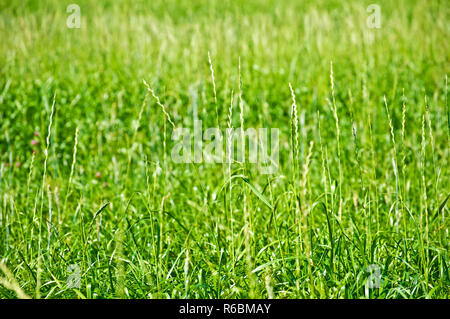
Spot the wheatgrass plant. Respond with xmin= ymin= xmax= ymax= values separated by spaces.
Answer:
xmin=0 ymin=0 xmax=450 ymax=299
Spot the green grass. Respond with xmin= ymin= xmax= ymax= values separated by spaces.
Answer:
xmin=0 ymin=0 xmax=450 ymax=298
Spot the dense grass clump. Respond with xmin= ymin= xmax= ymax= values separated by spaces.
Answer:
xmin=0 ymin=0 xmax=450 ymax=298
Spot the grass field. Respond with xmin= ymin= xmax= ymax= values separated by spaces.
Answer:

PROBLEM REQUIREMENTS: Reproduce every line of the entries above verbatim, omitting the pictures.

THE ANSWER:
Spot the wheatgrass plant. Respond with xmin= ymin= xmax= ymax= values separated by spaces.
Answer:
xmin=0 ymin=0 xmax=450 ymax=299
Spot the green grass. Respond with xmin= ymin= xmax= ymax= values separated by spaces.
Answer:
xmin=0 ymin=0 xmax=450 ymax=298
Spot the dense grass clump. Respond with xmin= ymin= xmax= ymax= values separated by spaces.
Answer:
xmin=0 ymin=0 xmax=450 ymax=298
Spot the grass field. Respond with xmin= ymin= xmax= ymax= values separated by spaces.
Answer:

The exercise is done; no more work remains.